··· PROVIDED DATA ···

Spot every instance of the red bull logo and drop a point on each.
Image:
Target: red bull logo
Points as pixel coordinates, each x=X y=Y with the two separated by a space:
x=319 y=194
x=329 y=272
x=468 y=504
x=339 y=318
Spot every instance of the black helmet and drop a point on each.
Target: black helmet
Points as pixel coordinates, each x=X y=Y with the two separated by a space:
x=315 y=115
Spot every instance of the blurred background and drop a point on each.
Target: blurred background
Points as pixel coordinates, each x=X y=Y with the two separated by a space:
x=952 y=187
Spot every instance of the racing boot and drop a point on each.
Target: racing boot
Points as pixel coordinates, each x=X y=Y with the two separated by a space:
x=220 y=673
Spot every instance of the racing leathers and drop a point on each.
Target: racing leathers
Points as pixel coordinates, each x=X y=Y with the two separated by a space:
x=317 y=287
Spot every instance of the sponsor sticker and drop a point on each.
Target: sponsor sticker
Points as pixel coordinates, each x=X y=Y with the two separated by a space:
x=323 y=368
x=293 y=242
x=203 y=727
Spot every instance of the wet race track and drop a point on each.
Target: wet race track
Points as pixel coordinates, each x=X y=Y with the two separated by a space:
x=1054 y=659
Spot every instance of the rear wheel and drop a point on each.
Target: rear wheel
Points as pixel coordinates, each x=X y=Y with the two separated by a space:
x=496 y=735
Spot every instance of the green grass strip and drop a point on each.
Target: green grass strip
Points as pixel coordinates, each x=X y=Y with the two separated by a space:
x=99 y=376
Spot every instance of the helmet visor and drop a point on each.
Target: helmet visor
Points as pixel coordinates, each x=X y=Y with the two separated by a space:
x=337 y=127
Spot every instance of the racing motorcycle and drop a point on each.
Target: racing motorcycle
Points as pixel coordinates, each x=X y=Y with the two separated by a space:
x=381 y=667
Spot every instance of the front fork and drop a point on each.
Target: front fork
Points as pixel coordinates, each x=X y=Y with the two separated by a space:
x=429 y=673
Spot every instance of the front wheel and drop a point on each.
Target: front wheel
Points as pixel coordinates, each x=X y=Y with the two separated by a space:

···

YOUR GOAL -
Set down every entry again, word for word.

ANSWER TO THIS EXERCISE -
Spot every instance of the red bull logo and drop a point on each.
Image:
Target: red bull logo
Points as pixel coordinates, each x=X y=Y with the two separated by a space:
x=319 y=194
x=329 y=272
x=468 y=504
x=339 y=318
Spot every instance of the black helmet and drop a point on each.
Target: black helmet
Points as pixel coordinates, each x=X y=Y with the two separated by a space:
x=315 y=115
Spot every instance of the blurred background and drop a point on each.
Target: blurred background
Points as pixel coordinates, each x=X y=Y with the two separated by a space:
x=952 y=187
Spot every instance of the racing boot and drop a point on each.
Target: racing boot
Points as pixel coordinates, each x=X y=Y with the two separated by a space:
x=220 y=673
Spot every instance of the racing leathers and drop a point on each.
Target: racing leathers
Points as pixel coordinates, each x=X y=Y with the two separated by a space:
x=317 y=287
Spot every instance of the sponsor sticker and drop a point on each.
Target: sponsor sticker
Points as pixel coordinates, each x=X y=Y with the two separated by a space:
x=323 y=368
x=293 y=242
x=203 y=727
Spot every instance of the wet race track and drop a point on each.
Target: wet race track
Points as pixel coordinates, each x=X y=Y with the two separated by a space:
x=1054 y=659
Spot every instance of the rear wheel and drop a point on each.
Target: rear wheel
Points as pixel coordinates, each x=X y=Y with the two separated by a space:
x=496 y=735
Spot every instance of the green grass strip and drop a point on each.
Target: green grass strip
Points as pixel coordinates, each x=X y=Y with the two separated by a space:
x=99 y=376
Spot every instance of the helmet visor and drop a point on each.
Target: helmet visor
Points as pixel coordinates, each x=X y=Y with the two separated by a space:
x=337 y=127
Spot every instance of the racing motorcycle and drop a point on each.
Target: racing motorcycle
Points as pixel coordinates, each x=X y=Y with the two separated by a space:
x=381 y=667
Spot every instance of the front fork and drop a point on each.
Target: front fork
Points as pixel coordinates, each x=X y=Y with the two separated by a space:
x=429 y=673
Spot every instance of the front wheel and drop a point on each.
Target: front wheel
Points as pixel coordinates, each x=X y=Y with the two separated by a space:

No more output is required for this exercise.